[Natural-language object grounding data]
----

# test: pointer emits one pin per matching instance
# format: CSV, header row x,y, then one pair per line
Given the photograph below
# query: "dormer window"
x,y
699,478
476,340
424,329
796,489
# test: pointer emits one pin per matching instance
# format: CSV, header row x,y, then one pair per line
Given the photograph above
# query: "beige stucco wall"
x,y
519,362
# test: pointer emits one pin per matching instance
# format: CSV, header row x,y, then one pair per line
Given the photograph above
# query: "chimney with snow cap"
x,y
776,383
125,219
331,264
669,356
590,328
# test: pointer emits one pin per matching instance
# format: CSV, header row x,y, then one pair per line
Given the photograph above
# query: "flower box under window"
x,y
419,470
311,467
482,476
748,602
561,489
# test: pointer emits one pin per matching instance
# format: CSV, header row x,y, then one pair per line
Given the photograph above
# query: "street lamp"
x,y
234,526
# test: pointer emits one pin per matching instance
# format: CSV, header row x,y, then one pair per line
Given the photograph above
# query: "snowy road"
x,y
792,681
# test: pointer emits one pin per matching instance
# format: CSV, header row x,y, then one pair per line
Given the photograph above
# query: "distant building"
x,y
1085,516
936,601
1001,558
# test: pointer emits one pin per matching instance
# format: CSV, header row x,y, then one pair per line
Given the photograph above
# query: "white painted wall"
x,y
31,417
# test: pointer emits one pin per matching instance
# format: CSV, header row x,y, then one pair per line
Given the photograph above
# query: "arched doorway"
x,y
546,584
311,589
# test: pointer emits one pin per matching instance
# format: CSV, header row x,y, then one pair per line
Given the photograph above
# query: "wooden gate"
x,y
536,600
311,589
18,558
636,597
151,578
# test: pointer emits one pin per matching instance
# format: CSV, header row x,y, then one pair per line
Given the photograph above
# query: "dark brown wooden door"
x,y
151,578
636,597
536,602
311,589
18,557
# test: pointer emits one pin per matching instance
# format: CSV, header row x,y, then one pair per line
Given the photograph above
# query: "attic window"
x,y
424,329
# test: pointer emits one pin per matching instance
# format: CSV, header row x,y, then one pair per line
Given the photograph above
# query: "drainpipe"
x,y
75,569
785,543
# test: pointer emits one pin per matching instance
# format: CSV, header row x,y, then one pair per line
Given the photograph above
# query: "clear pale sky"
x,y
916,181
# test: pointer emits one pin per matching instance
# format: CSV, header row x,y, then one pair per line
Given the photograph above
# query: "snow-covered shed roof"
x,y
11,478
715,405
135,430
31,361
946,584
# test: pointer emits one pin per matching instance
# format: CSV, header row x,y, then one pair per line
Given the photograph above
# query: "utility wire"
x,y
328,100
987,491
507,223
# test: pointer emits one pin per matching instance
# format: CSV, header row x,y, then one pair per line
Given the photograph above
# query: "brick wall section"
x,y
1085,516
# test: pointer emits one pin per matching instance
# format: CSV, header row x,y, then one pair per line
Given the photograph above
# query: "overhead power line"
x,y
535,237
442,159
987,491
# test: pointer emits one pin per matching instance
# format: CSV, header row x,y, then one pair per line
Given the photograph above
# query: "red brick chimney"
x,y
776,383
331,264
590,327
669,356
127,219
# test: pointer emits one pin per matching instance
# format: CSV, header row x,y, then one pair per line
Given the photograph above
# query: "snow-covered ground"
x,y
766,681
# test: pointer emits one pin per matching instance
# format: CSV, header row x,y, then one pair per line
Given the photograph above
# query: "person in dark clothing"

----

» **Exercise instructions**: Word for word, transcribe all of the entries shown above.

» **Task result**:
# test: pointer emits one pin per matching instance
# format: CSV, header row x,y, then one pair per line
Given the photograph below
# query: "dormer window"
x,y
699,478
476,340
424,329
796,489
# test: pointer emits one pin per matching instance
# format: CSV, header row x,y, then one pair per line
Given the photograph above
# query: "beige stucco wall"
x,y
519,362
# test: pointer emits one pin per matching instance
# format: CSV, header row x,y, then one pair per line
Given the photograph above
# query: "chimney with snow cap"
x,y
776,383
125,219
331,264
669,356
590,328
# test: pointer emits one pin per matching instance
# format: CSV, header row x,y, then one pair per line
Given the photograph above
# query: "flower box under window"
x,y
419,470
311,467
482,476
748,602
561,489
# test: pointer emits one pin per matching instance
# format: CSV, header row x,y, then one pair per line
Given the photograph above
# query: "street lamp"
x,y
234,526
# test: pointer emits one pin per matching instance
# format: CSV, header row x,y, then one pair per line
Given the photograph above
# query: "snowy road"
x,y
792,681
# test: pointer emits one pin per matching instance
# format: CSV, header row x,y, then one pair per line
Given the photograph above
# query: "distant building"
x,y
1085,516
936,601
1001,558
# test: pointer emits one pin per matching instance
# format: CSV, header row x,y, then one pair per line
Given the photograph above
# query: "white painted wall"
x,y
31,417
# test: pointer emits one pin per matching instance
# format: CSV, header row x,y, then one pair per line
Given the photograph above
# query: "arched doorway"
x,y
546,584
311,589
# test: pointer emits one pin per matching instance
# format: CSV, header row x,y, then one pair per line
Given the photograph above
# query: "wooden gate"
x,y
536,600
311,589
18,558
636,597
151,578
# test: pointer emits one pin per matching instance
# format: CSV, header row x,y, then one pair per line
Given the photograph above
# query: "dark brown wooden door"
x,y
151,578
636,597
536,602
311,589
18,557
# test: pointer emits one pin per matching instance
# format: CSV, header row x,y, then one pair per line
Given the photograph above
# query: "attic window"
x,y
424,329
# test: pointer emits one pin per matching instance
# format: CSV, header row x,y, then one pair per line
Given the photograph above
# query: "drainpipe"
x,y
75,569
785,543
# test: pointer emits one pin per matching instance
# format: CSV, header row x,y, then one pair per line
Given the photograph above
# query: "clear pale sky"
x,y
916,181
# test: pointer emits one pin per matching instance
# format: CSV, header row x,y, then one pair per line
Given the photograph above
# query: "snow-covered shed roof"
x,y
11,478
715,405
135,430
31,361
946,584
# test: pointer emits one pin per matching instance
# format: CSV, header row x,y, then one pair per line
Given the photograph above
# query: "utility wire"
x,y
328,100
987,491
507,223
# test: pointer emits one pin per matching instance
# format: CSV, header row x,y, then one pair per line
Given the photograph above
# query: "brick wall section"
x,y
1085,516
# test: pointer emits one pin per matching instance
# format: CSV, header row x,y, then one pair per line
Given the photograph above
# query: "overhead power line"
x,y
535,237
442,159
987,491
# test: pointer emits one pin per matching instance
# format: CSV, header row x,y, then one pair per line
Given the photograph above
# query: "red brick chimney"
x,y
776,383
331,264
590,327
669,356
127,219
# test: pointer emits one pin per matching instance
# format: CSV, header row x,y, then one pair per line
Given the photograph above
# query: "snow-covered ground"
x,y
766,681
# test: pointer emits one pin per matching instance
# format: CSV, header row x,y, then one pair per line
Given the photograph above
# query: "person in dark clothing"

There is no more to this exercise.